To do
This exercise calls for every line of the data below with the string "leather" in it.

Stored data entries

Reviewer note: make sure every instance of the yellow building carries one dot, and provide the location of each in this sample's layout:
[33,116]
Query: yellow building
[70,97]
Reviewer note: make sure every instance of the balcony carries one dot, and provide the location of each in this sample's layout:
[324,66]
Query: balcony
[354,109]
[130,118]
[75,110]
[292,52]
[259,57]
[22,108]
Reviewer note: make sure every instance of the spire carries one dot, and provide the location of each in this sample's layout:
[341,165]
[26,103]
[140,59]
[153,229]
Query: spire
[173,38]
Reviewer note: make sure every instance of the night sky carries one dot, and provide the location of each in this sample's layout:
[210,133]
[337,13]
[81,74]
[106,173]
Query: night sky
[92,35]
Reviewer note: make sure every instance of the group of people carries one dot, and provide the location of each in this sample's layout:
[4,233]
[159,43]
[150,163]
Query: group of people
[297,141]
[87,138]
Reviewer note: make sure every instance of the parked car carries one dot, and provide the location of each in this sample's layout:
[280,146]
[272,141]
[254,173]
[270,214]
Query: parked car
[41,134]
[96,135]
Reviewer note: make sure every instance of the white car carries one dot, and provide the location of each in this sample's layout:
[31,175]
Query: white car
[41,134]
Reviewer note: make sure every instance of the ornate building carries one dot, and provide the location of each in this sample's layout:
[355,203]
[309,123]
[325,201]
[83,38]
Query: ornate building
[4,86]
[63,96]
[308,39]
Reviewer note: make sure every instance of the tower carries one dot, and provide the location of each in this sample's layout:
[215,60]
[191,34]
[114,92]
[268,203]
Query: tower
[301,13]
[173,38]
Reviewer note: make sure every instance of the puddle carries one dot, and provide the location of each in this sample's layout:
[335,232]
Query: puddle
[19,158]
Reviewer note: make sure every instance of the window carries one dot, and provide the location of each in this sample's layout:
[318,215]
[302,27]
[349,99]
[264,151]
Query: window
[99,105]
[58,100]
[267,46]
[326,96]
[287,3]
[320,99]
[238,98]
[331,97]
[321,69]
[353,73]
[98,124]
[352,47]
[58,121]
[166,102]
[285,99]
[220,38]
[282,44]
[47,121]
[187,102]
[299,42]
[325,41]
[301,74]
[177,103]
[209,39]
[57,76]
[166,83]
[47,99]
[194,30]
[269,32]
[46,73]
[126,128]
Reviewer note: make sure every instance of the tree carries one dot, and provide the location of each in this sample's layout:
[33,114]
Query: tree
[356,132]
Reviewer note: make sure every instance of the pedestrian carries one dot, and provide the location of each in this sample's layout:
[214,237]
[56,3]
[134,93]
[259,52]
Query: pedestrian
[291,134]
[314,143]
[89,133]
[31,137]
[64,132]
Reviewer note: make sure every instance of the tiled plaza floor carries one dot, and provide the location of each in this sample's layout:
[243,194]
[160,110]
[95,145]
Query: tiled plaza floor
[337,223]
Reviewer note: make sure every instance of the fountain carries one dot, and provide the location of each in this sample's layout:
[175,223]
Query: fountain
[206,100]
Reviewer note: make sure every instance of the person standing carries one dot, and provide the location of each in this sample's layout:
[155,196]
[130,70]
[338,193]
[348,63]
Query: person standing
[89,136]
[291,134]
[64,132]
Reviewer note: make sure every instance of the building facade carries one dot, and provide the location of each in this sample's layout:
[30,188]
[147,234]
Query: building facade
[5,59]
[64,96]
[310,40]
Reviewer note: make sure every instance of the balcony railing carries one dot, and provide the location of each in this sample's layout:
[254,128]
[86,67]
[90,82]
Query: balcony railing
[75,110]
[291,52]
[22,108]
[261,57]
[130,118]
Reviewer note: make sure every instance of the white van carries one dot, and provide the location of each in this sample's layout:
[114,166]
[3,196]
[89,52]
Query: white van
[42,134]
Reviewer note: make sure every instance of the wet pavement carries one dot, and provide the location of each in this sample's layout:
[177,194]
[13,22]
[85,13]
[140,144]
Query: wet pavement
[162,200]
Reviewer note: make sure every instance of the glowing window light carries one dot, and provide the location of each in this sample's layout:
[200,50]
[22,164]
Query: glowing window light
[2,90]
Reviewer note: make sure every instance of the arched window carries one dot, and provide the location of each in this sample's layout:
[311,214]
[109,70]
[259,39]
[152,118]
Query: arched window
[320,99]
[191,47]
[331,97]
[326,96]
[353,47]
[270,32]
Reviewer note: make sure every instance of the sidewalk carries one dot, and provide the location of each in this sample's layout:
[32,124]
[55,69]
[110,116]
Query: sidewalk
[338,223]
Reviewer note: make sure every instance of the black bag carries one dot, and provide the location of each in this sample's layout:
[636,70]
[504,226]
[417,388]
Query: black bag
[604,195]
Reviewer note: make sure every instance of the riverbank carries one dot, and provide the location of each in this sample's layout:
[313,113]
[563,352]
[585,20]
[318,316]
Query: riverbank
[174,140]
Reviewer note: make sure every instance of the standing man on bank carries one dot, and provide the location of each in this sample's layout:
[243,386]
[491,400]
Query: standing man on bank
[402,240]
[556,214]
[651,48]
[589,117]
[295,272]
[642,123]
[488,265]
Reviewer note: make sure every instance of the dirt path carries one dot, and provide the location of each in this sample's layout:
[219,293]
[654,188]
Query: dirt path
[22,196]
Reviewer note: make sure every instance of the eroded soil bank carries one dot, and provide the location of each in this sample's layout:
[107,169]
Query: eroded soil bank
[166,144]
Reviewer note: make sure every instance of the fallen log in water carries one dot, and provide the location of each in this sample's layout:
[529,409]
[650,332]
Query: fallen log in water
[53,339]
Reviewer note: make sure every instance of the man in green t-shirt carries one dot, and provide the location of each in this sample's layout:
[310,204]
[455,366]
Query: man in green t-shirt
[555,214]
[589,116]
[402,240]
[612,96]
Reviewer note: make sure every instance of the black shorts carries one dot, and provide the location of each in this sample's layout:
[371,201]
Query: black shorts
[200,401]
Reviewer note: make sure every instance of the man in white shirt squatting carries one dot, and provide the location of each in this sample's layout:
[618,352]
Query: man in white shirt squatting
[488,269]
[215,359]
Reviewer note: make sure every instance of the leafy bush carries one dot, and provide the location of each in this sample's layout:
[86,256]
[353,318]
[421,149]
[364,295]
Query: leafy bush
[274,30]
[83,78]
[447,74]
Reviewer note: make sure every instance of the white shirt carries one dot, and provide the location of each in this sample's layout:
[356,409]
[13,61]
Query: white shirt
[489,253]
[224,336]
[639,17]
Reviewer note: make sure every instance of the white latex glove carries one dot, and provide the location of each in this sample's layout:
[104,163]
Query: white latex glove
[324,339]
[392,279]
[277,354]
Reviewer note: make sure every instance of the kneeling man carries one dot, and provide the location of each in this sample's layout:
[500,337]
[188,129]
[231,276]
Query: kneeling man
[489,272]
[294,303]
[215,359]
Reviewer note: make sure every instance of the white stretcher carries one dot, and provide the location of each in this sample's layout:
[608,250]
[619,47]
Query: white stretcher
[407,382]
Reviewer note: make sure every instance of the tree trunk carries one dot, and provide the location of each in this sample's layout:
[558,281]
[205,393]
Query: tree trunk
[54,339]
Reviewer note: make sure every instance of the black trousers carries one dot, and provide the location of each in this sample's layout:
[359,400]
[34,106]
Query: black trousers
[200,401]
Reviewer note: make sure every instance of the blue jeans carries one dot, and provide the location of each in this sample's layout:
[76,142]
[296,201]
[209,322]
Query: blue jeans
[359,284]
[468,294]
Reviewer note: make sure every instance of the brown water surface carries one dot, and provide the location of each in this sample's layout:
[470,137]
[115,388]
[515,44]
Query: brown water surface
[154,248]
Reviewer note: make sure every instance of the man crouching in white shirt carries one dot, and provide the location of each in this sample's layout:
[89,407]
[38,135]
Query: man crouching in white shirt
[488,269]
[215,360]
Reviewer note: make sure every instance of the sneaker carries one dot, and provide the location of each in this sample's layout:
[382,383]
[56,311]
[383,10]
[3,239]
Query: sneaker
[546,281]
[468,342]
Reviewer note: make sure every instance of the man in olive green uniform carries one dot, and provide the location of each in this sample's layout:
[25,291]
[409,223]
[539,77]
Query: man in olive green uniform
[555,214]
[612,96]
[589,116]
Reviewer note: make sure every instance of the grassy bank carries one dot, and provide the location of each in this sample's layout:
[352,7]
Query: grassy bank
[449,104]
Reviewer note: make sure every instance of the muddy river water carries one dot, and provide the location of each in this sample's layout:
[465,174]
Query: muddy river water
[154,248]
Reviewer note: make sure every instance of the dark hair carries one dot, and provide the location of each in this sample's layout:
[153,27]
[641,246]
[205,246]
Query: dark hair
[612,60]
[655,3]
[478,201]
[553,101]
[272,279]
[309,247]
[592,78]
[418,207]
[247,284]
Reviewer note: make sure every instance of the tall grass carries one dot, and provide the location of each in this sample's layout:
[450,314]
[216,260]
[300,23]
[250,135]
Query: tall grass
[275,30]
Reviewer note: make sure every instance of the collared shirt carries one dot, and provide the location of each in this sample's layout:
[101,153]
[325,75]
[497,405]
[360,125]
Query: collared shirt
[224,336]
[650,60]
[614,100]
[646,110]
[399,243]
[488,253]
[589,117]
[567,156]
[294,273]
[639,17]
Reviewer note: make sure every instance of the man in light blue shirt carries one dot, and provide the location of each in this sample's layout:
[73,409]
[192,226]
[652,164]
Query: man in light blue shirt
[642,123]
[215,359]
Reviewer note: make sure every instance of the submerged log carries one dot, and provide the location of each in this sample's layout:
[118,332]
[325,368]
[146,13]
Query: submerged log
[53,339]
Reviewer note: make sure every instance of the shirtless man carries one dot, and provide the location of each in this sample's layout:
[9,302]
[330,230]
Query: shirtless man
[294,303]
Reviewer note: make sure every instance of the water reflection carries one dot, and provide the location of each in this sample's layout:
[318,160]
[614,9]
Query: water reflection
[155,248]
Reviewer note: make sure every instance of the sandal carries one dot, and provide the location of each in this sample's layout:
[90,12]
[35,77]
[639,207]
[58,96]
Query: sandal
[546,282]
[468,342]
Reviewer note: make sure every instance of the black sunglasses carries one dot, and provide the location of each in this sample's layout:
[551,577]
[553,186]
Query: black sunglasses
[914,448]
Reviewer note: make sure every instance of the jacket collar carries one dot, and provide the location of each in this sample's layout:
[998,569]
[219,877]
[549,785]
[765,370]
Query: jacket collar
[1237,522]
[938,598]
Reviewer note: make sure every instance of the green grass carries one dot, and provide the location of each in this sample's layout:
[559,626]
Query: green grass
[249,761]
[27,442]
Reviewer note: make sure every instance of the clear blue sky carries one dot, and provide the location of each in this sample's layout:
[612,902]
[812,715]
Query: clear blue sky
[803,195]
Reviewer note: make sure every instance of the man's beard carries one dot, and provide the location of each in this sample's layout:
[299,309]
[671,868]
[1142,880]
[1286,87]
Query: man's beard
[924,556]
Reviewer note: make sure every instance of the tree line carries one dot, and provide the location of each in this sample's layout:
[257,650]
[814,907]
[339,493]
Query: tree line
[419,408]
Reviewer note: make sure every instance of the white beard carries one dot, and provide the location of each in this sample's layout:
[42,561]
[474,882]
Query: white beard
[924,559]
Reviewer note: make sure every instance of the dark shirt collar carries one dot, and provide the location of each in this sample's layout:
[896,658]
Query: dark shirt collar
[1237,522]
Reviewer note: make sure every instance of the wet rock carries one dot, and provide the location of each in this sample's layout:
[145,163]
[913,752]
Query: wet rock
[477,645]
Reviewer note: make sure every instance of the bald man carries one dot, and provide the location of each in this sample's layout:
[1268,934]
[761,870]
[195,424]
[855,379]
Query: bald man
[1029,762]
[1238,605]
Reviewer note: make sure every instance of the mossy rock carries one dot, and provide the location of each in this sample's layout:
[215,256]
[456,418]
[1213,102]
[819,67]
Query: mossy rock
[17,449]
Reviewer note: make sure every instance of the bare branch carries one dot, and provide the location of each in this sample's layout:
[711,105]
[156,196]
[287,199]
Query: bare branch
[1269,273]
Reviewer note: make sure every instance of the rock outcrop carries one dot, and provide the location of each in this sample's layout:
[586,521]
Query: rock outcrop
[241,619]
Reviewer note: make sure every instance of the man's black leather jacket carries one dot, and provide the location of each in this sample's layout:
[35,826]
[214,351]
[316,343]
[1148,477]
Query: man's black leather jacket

Result of this task
Reviewer note: make sure every instance of the man's black leather jacket carries one dot, and provide the location of each in this sample's layout:
Query: man's black leather jacket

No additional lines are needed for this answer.